:: Aim of the task ::
The required output is the line containing "Reviewer note: verify one keypoint per instance of the back" followed by every later line through the end of the data, all reproduced exactly.

:: Material for this task ::
-- Opening Marker --
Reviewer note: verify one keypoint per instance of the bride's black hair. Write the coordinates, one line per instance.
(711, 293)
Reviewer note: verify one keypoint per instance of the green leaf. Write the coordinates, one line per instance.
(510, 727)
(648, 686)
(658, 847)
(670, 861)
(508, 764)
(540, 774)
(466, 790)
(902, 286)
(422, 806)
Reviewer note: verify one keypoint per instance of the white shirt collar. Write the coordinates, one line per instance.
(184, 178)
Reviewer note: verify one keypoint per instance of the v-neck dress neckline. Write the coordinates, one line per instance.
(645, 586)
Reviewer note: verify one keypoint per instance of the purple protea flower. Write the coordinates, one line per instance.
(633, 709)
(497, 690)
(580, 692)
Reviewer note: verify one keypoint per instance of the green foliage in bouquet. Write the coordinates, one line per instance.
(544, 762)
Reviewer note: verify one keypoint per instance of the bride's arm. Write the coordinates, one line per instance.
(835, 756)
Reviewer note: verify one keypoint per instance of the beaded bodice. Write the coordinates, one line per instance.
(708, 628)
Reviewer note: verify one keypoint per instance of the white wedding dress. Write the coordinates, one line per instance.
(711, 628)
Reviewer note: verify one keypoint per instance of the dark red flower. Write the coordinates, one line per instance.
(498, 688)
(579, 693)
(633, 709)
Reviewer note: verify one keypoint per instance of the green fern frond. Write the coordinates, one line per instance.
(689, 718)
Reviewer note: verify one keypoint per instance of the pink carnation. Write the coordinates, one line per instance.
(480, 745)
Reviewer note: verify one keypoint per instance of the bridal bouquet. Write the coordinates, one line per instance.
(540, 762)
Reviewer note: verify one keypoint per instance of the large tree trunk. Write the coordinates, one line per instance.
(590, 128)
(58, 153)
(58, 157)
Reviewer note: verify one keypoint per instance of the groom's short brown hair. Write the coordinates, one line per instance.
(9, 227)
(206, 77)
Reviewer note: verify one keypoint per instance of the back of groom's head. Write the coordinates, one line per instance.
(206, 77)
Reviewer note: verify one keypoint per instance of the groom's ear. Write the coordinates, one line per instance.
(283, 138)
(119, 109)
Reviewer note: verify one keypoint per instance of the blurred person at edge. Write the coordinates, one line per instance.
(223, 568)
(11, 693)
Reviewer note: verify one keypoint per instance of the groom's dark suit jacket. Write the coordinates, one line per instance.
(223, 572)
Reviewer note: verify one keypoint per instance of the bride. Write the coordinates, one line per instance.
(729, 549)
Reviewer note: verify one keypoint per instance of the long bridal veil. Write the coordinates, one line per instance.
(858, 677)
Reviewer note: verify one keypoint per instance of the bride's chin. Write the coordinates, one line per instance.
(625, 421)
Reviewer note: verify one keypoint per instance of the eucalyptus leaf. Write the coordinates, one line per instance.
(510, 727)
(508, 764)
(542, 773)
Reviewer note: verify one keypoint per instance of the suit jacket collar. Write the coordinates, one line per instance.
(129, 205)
-- Closing Marker --
:: Answer area ::
Reviewer note: verify one keypoint per instance of the back of groom's head. Write the coordinates, one line per instance.
(206, 77)
Reviewer note: verify one keypoint per instance of the groom's ear. Write the coordinates, one line per instance.
(283, 138)
(119, 109)
Reviewer note: verify one keypoint per instance of the blurred person at edge. Write the coordinates, one line per instance.
(223, 568)
(11, 693)
Reviewer note: verify one keypoint per instance of the groom's dark suit jacket. Write the coordinates, one line per instance.
(223, 572)
Reviewer note: verify one keypoint per instance of the bride. Write the coordinates, one line per instance.
(729, 549)
Reviewer note: verify one keypoint per instance of the long bridal veil. Write the coordinates, one line per instance.
(858, 677)
Reviewer note: verify one keypoint per instance of the bride's chin. Write the coordinates, one line per instance.
(625, 421)
Reviewer note: verify one keypoint per instance of the eucalyptus leaf. Write the coordinates, one line per instance.
(510, 727)
(508, 764)
(542, 773)
Reviewer note: verify one keypoint per instance of the suit jacket collar. Write the coordinates, one line per instance.
(129, 205)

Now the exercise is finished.